* _SOURCE TEXT_:
==========

The three other candidates are:
Judge Diane Bratvold: Bratvold has served on the Court of Appeals since her appointment by Gov. Mark Dayton in March 2016 and subsequent election to a six-year term in 2018. Previously, she served as a district court judge in the Fourth Judicial District, where she presided over pretrial hearings and trials in the criminal misdemeanor and civil divisions. Prior to joining the bench, Bratvold was a trial lawyer and an appellate attorney.
Judge Jeffrey Bryan: Bryan has served on the Court of Appeals since his appointment by Gov. Walz in November 2019. Previously, he served as a district court judge in the Second Judicial District. Prior to his appointment to the bench, he was an Assistant United States Attorney, where he prosecuted economic fraud and drug-trafficking conspiracies, and was a civil litigation attorney for Robins Kaplan, LLP, where he developed a litigation practice emphasizing antitrust law and intellectual property disputes. At the start of his legal career, Bryan clerked for U.S. District Court Judge Paul A. Magnuson.

==========

* _TASK LIST_:
- 1) In the text on the Court of Appeals candidates, how did Judge Diane Bratvold come to serve on that court? Answer in one to three sentences.
- 2) Pick up the text on the Court of Appeals candidates right after its last sentence and continue it.

==========

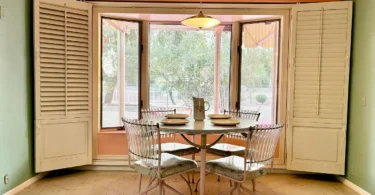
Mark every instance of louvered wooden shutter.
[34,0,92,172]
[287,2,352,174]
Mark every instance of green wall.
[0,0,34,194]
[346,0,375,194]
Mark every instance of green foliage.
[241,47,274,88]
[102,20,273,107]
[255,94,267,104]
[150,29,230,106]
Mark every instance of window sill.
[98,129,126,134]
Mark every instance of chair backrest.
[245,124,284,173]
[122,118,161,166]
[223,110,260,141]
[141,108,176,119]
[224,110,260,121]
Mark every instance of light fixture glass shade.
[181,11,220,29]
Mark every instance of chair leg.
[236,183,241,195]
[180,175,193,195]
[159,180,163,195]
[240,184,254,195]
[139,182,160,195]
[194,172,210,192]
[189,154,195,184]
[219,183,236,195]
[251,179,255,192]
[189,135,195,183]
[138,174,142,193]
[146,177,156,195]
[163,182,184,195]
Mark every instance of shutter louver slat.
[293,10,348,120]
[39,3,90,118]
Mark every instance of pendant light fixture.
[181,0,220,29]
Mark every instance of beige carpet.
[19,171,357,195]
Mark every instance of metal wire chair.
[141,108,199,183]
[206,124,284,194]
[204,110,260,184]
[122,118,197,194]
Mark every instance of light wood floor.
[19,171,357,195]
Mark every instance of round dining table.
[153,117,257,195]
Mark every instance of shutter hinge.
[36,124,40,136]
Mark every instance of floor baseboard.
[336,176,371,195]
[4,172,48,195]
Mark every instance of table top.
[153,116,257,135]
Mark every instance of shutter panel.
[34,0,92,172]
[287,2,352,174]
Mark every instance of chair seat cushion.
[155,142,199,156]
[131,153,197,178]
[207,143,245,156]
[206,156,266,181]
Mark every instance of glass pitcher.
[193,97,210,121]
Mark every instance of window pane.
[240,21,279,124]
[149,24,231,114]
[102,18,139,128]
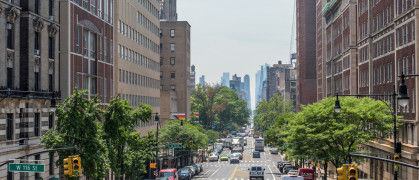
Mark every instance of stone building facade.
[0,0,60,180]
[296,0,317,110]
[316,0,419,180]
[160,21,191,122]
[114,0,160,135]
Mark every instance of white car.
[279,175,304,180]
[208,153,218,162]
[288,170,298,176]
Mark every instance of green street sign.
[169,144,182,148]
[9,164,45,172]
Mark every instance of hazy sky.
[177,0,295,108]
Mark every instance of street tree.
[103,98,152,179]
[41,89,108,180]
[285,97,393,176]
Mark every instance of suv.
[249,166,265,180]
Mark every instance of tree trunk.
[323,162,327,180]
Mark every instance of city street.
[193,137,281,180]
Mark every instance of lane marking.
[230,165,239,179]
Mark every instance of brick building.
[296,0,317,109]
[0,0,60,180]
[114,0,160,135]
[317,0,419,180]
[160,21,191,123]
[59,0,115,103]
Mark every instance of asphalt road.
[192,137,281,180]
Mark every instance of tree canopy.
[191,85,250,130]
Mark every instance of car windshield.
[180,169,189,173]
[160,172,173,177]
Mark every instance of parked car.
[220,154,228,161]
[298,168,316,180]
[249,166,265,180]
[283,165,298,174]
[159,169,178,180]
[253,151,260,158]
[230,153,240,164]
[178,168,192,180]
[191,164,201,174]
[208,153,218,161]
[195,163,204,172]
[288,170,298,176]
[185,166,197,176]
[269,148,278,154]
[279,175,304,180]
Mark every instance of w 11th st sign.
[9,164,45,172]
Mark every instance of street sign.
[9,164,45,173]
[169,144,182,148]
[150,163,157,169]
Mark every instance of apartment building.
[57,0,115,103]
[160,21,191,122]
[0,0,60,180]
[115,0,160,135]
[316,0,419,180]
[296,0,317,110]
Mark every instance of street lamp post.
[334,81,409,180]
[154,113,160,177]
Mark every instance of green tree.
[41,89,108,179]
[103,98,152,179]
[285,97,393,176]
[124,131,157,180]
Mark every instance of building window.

==========

* _PER-TASK ANSWERS_:
- 1) Gov. Mark Dayton appointed Bratvold to the Court of Appeals in March 2016. She was then elected to a six-year term in 2018.

- 2)
John Keller: Keller serves as Chief Deputy Attorney General in the Office of the Minnesota Attorney General, where he oversees the Office’s 130+ attorneys, deputies, and managers, helps set and carry out the legal and policy priorities of the office, and strengthens partnerships across state government and the community. Previously, Keller was the executive director of the Immigrant Law Center of Minnesota (ILCM), which he helped transform from a small, regional legal-services organization to a nationally recognized statewide provider of free, high-quality, and comprehensive legal, policy and education services for low-income immigrants and refugees.
Additionally, the merit selection panel also announced Friday that it is recommending four candidates for consideration to fill the current vacancy on the Court of Appeals. This vacancy will occur upon the retirement of the Honorable John Rodenberg., and is an at-large designated seat.
Moore is also one of four finalists for this post. The other three are:
Rachel Bond: Bond is currently a managing attorney in the Office of the Minnesota Appellate Public Defender, where she represents indigent criminal defendants in their direct appeals to the Minnesota Court of Appeals and Minnesota Supreme Court. Previously, she was an attorney at Faegre & Benson LLP and at Shearman & Sterling. At the start of her legal career, Bond clerked for Chief Judge Boyce F. Martin, Jr. on the U.S. Court of Appeals for the Sixth Circuit.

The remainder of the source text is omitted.